VORLIEGENDER TEXT ▸
● ● ● ● ● ● ●

Einschränkungen in der Sozialgerichtsbarkeit

Informationen zum Recht vom DGB Bundesvorstand
22. Juni 2012
Info Recht

Sozialrecht
Erneut Einschränkungen in der Sozialgerichtsbarkeit!

Vorschläge der Justizministerkonferenz realitätsfern

Die Frühjahrskonferenz der Justizminister vom 13. bis 14. Juni hat „Änderungsvorschläge auf dem Gebiet des Sozialprozessrechts“ (TOP I.4.) beschlossen und die Bundesjustizministerin aufgefordert, diese umzusetzen.
Die Vorschläge beabsichtigen neben weiteren Zugangsbeschränkungen die Entscheidungsmitwirkung der ehrenamtlichen Richterinnen und Richter einzuschränken, für Versicherte Gerichtsgebühren einzuführen und mit der Abschaffung von § 109 SGG Klägerinnen und Kläger die Möglichkeit zu nehmen, einen eigenen Gutachter zu benennen.

● ● ● ● ● ● ●

AUFGABE A ▸
Übertrage diesen Satz aus dem Text über Einschränkungen in der Sozialgerichtsbarkeit ins Englische: »Die Frühjahrskonferenz der Justizminister vom 13. bis 14. Juni hat „Änderungsvorschläge auf dem Gebiet des Sozialprozessrechts“ (TOP I.4.) beschlossen und die Bundesjustizministerin aufgefordert, diese umzusetzen.«

VORLIEGENDE DATENSÄTZE ▸

● ● ● ● ● ● ●

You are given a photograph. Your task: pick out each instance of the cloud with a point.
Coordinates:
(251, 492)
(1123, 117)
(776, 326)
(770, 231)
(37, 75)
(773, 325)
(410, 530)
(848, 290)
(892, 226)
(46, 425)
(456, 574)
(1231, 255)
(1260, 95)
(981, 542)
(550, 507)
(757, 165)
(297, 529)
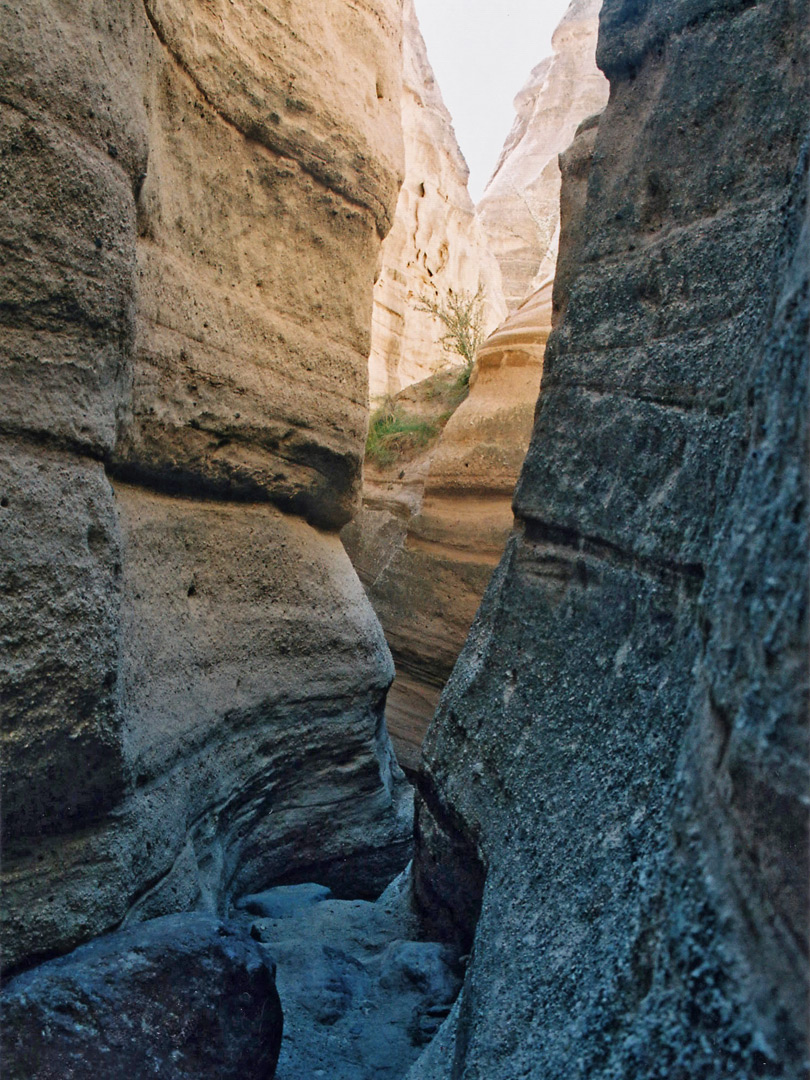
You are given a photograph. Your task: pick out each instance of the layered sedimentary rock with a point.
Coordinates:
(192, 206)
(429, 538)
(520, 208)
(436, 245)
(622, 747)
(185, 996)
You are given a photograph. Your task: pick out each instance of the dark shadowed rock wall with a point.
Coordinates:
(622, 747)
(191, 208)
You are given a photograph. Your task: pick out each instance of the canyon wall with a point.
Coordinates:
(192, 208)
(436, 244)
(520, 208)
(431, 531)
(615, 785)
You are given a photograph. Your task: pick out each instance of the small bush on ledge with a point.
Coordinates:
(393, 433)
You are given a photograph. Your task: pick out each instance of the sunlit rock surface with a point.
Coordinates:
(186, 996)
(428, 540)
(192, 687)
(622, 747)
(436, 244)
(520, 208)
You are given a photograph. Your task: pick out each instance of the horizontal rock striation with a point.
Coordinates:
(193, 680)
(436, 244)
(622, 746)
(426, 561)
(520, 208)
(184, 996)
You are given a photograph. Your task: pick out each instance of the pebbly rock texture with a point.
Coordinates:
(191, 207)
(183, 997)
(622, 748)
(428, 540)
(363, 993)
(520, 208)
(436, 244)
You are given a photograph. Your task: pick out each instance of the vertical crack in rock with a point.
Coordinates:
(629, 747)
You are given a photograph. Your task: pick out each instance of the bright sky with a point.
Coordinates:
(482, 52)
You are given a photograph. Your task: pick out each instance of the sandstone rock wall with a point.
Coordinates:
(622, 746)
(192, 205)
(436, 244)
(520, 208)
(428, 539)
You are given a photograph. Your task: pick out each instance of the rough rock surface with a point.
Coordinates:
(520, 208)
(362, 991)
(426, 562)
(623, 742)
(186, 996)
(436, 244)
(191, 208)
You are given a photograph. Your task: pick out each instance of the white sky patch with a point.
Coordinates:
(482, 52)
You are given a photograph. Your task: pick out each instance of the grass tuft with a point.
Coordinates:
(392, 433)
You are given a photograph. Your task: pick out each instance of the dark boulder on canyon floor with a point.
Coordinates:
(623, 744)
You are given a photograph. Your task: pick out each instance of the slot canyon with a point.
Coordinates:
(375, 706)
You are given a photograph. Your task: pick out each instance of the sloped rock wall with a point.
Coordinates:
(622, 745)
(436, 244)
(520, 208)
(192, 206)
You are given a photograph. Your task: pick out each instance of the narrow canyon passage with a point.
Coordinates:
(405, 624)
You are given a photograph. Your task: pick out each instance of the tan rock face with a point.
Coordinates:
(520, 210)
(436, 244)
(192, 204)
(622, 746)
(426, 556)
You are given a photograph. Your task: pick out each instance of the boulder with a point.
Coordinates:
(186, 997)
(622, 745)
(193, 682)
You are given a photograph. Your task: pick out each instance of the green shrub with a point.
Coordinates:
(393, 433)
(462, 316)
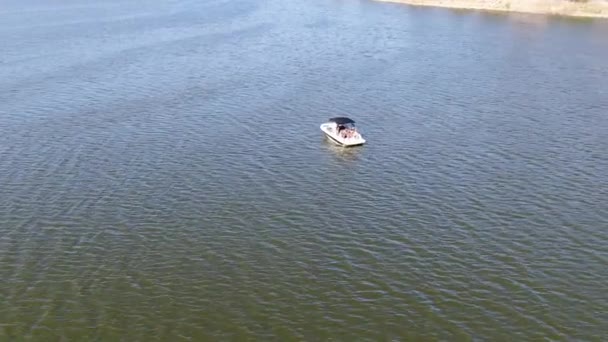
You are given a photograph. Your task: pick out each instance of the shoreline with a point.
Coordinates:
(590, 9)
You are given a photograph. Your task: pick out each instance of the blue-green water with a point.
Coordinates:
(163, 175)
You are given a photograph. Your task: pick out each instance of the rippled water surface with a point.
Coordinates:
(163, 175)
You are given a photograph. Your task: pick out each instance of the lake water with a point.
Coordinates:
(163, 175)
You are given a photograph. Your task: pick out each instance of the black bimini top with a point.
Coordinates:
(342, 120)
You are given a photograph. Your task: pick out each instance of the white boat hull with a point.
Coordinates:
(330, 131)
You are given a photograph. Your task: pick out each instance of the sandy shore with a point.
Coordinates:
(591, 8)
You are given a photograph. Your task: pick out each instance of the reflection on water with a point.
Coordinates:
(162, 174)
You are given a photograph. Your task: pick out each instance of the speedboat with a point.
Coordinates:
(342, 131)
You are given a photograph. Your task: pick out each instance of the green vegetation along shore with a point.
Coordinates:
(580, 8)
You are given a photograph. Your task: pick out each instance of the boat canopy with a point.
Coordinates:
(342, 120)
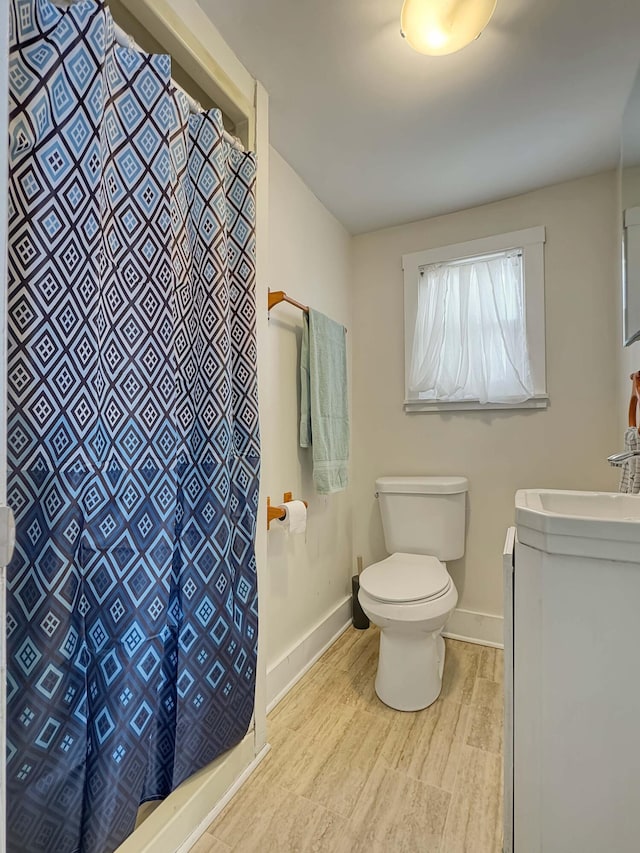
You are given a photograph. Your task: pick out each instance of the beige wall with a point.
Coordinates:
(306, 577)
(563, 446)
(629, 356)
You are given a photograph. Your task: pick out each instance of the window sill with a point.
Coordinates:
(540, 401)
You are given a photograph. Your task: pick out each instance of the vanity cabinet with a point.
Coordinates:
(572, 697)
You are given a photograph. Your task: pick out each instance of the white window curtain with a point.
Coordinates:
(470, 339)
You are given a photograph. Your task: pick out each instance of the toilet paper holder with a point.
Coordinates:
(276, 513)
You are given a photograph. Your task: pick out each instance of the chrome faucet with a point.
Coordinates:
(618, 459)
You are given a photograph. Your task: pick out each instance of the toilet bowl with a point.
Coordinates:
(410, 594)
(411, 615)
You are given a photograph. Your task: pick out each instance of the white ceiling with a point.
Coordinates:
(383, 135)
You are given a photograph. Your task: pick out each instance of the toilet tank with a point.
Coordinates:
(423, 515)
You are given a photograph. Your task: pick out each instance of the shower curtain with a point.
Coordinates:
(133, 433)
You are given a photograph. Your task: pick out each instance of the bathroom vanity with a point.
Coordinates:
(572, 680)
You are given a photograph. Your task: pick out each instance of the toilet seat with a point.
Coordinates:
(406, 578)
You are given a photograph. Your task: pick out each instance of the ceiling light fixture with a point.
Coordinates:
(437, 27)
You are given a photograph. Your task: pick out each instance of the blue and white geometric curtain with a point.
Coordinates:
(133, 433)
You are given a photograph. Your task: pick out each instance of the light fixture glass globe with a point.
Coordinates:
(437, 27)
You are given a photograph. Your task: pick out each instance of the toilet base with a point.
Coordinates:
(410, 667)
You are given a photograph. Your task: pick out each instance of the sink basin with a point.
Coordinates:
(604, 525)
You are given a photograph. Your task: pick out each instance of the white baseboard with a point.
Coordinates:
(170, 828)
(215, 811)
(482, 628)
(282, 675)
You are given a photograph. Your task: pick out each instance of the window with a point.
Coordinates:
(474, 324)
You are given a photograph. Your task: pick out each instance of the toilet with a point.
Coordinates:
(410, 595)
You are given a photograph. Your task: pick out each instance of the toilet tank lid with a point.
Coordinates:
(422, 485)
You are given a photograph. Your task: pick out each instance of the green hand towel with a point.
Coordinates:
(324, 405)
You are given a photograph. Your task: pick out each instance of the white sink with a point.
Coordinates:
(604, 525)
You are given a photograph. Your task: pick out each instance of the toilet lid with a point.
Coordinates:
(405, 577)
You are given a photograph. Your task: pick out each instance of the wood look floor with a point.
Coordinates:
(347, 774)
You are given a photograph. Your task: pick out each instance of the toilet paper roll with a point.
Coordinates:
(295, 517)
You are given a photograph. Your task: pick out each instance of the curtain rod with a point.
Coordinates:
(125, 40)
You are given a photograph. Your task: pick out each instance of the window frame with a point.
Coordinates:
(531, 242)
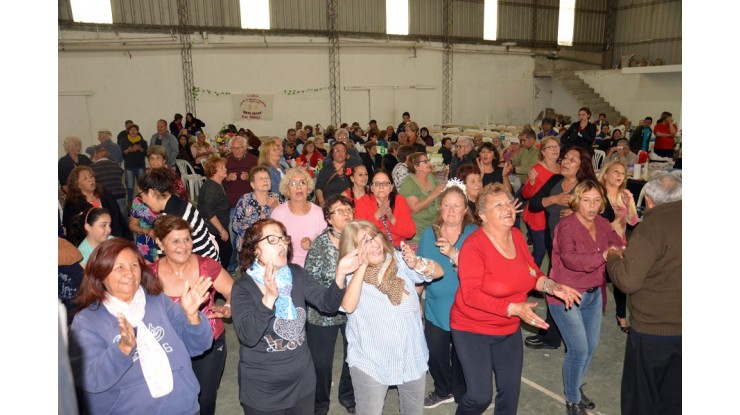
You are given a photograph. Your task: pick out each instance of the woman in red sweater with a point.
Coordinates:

● ● ● ● ● ● ●

AUFGABE B ▸
Gib jede Zeile der Datensätze zurück, in der das Wort „water“ vorkommt.

ERGEBNIS A ▸
The spring conference of the justice ministers, held from June 13 to 14, adopted "proposals for amendments in the field of social procedural law" (agenda item I.4.) and called on the Federal Minister of Justice to implement them.

ERGEBNIS B ▸
You are given a photograph. Your task: pick out each instance of the blue-green water with a point.
You are given a photograph. Your task: pick out each instance of the rippled water surface with a point.
You are given a photograph. Your task: pick out each instance of the lake water with a point.
You are given a photograph. Your task: pick out each instance of the reflection on water with a point.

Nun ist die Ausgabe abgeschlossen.